Search the records for "dark". Report every line where it occurs.

▶

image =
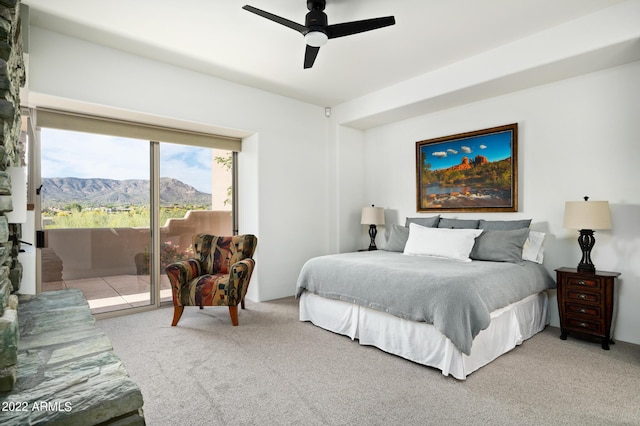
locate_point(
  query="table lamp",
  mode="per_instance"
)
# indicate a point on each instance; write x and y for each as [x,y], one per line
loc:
[586,216]
[372,216]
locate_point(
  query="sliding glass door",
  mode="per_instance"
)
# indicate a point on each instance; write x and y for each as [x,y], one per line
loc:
[195,197]
[95,208]
[101,198]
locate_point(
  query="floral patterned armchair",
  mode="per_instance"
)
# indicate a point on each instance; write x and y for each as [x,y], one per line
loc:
[218,276]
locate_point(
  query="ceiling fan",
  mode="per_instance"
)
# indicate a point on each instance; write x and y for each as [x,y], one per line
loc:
[316,30]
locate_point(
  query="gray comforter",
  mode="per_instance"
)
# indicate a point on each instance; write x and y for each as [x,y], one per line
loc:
[456,297]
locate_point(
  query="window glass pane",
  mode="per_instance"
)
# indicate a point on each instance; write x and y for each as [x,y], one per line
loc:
[95,202]
[195,197]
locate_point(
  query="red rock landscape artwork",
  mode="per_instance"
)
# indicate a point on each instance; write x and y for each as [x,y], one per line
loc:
[473,171]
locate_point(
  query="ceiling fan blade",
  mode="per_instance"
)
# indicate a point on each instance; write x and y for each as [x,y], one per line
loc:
[310,56]
[275,18]
[355,27]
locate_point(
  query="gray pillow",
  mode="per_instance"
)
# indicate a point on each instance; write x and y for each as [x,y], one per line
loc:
[429,222]
[504,225]
[500,246]
[397,238]
[458,223]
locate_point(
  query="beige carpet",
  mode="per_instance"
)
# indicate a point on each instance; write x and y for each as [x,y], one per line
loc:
[275,370]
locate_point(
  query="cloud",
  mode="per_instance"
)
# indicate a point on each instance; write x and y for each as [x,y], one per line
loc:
[84,155]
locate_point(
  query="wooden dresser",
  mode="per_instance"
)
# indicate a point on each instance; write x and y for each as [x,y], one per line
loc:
[585,303]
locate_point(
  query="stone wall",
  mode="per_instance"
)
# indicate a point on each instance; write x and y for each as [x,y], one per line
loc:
[12,77]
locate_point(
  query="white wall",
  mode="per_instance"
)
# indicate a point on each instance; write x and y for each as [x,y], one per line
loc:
[579,136]
[282,170]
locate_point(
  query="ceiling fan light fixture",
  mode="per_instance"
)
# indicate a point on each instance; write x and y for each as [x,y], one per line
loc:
[316,38]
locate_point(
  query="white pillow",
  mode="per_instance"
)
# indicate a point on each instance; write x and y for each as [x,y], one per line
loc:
[532,249]
[453,244]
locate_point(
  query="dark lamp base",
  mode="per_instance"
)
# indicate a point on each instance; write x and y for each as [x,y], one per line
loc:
[586,240]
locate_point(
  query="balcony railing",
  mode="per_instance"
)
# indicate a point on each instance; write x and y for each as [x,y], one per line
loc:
[112,266]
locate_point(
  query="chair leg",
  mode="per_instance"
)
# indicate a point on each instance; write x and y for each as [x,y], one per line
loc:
[177,313]
[233,312]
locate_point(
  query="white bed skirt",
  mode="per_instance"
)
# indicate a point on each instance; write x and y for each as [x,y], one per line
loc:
[423,343]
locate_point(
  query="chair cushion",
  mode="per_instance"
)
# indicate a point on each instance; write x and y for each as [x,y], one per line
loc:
[210,290]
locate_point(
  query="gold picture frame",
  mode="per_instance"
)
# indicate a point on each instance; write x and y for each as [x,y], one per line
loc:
[469,172]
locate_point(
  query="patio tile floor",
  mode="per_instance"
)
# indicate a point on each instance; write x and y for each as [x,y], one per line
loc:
[107,294]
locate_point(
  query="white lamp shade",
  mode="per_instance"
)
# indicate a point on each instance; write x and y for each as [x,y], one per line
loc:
[587,215]
[372,216]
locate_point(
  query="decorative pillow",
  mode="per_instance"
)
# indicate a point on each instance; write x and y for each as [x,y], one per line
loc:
[397,238]
[504,225]
[458,223]
[533,249]
[455,244]
[429,222]
[500,246]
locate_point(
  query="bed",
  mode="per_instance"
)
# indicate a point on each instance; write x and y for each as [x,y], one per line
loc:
[434,302]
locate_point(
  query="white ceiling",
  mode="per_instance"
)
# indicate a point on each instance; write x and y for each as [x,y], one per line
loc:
[219,38]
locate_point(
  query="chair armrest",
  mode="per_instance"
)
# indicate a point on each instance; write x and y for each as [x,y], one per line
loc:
[180,274]
[239,277]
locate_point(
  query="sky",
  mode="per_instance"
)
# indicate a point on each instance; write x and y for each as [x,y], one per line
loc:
[86,155]
[495,147]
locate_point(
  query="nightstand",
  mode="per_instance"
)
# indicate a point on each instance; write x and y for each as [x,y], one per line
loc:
[585,303]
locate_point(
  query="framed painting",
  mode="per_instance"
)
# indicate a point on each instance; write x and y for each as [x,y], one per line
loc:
[469,172]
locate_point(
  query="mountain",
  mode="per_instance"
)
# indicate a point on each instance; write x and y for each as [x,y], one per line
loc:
[96,192]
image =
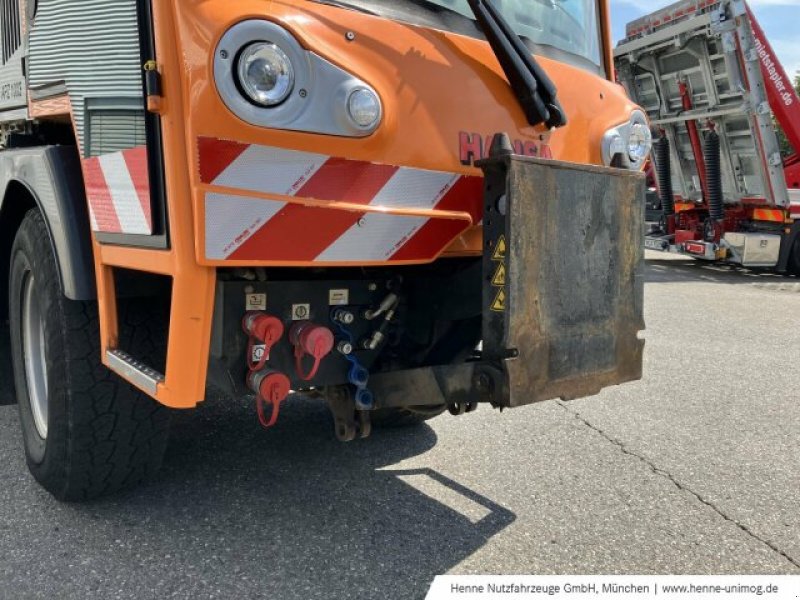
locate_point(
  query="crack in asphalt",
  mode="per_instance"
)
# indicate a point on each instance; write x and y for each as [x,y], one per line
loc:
[667,475]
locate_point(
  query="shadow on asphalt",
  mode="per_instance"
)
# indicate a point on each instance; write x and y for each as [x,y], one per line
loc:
[297,511]
[675,270]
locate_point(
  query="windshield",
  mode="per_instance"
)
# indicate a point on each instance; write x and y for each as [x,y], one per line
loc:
[564,30]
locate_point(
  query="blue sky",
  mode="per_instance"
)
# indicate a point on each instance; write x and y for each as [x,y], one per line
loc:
[779,18]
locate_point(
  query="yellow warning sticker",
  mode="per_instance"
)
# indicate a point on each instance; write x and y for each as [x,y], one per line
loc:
[499,304]
[499,278]
[500,249]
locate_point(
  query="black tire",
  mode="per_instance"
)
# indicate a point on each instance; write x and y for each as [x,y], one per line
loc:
[410,416]
[102,435]
[7,395]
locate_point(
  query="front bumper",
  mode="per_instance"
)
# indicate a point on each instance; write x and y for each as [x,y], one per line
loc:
[562,288]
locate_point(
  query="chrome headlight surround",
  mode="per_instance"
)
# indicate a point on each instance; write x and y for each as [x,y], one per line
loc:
[628,145]
[319,100]
[275,65]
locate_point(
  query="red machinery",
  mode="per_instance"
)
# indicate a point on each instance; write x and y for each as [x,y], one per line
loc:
[711,84]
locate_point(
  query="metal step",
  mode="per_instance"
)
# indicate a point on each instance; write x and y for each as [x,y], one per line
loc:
[138,373]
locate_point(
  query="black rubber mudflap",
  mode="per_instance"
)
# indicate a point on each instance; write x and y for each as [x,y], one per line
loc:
[563,288]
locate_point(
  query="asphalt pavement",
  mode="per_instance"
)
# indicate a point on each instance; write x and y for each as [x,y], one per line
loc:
[695,469]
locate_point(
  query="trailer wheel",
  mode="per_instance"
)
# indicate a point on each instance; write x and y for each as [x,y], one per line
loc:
[86,432]
[408,416]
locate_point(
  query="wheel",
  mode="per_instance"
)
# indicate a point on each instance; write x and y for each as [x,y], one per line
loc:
[86,432]
[407,416]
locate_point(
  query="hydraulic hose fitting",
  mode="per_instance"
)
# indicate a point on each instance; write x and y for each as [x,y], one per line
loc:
[261,329]
[310,339]
[272,388]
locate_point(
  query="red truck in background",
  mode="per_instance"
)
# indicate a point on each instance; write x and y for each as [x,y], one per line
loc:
[714,90]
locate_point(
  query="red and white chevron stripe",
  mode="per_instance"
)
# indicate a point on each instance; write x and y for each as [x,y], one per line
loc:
[303,229]
[118,190]
[794,203]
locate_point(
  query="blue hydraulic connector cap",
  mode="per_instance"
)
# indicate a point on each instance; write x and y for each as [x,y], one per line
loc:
[358,376]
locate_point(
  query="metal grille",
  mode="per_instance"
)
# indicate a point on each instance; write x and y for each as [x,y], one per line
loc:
[114,130]
[11,35]
[90,45]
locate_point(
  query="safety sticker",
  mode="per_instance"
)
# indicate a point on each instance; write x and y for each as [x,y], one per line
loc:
[339,297]
[499,278]
[501,249]
[499,304]
[258,353]
[256,302]
[301,312]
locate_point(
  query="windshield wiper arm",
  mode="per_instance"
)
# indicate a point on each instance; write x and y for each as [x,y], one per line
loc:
[347,5]
[535,91]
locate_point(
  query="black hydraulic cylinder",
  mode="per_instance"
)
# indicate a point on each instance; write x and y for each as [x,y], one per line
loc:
[664,174]
[713,159]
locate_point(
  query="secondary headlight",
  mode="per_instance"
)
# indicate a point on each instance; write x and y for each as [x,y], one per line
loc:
[628,145]
[640,142]
[266,74]
[364,108]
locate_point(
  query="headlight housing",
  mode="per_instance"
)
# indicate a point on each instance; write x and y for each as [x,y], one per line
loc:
[628,145]
[364,108]
[265,73]
[268,79]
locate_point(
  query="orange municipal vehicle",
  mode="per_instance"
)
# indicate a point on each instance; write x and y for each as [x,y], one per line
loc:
[401,207]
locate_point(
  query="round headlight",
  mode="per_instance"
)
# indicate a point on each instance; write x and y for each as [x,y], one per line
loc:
[364,108]
[640,142]
[266,74]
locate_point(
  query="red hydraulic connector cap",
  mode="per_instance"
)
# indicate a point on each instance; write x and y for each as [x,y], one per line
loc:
[309,338]
[271,387]
[262,328]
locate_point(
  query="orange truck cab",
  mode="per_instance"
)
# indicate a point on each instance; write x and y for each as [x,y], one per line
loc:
[401,206]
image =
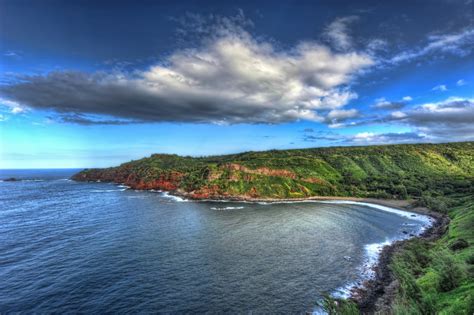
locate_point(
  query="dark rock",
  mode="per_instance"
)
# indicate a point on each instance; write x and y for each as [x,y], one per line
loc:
[459,244]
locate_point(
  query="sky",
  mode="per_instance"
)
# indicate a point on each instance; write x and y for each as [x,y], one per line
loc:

◀

RESULT OF THIS EXERCISE —
  query="dark lamp base",
  query="dark rock",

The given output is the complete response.